-- Passage shown start --
Today in history, we celebrate Juneteenth and “Lift Every Voice and Sing,” President John F. Kennedy introduced the Civil Rights Act of 1963, and 50,000 people converged on Washington DC to support the Poor People’s Campaign.
Transcript of this day in history included below.
This is Marc Steiner, and today is June 19. Welcome to this day in history.
(Lift Every Voice and Sing – Ray Charles | https://www.youtube.com/watch?v=QU8921j20e8)
That’s Ray Charles singing Lift Every Voice and Sing, this poem by James Weldon Johnson was set to music by his brother John Rosamond Johnson in 1899 and first performed in 1900 for 500 Black students to honor the birthday of Abraham Lincoln. It soon became know as the Negro National Anthem. It is now also synonymous with and played at all Juneteenth Celebrations, a holiday that marks the day in 1865 when the last enslaved African Americans found out that freedom had come in Galveston, Texas.
-- Passage shown end --
-- Recorded data start --
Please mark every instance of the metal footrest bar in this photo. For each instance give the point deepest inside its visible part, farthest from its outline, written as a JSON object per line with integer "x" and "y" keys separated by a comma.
-- Recorded data end --
Exercise requirements → Pick up the Juneteenth history transcript after its last sentence and write what comes next.

Response for this exercise →
One year earlier, on this day in 1864, there was a naval battle between the USS Kearsage and the CSS Alabama off the coast of Cherbourg, France. The Union won that battle, sinking the Confederate Alabama. One Black sailor, Joachim Pease, nicknamed Web Foot for his sure footedness, manned a big gun never flinched in battle and was recognized as a hero of that critical civil war naval battle, was awarded the Congressional Medal of Honor for his “marked coolness” in battle. Joachim Pease was a descendent of Black loyalists who fled the United States at the end of the Revolutionary war. Many Black residents of the colonies joined the British forces after Dunmore’s Proclamation, in which British authorities promised freedom to former slaves who escaped and made it to British lines. After the war, many of these Black soldiers and their families fled to Nova Scotia and Newfoundland.
Almost 100 years later on this day in 1963 before his assassination President John F. Kennedy introduced the, the Civil Rights Act to the US Congress, one year later on this after a 83 day filibuster by Southern Democrats the US Senate passed The Civil Rights Act.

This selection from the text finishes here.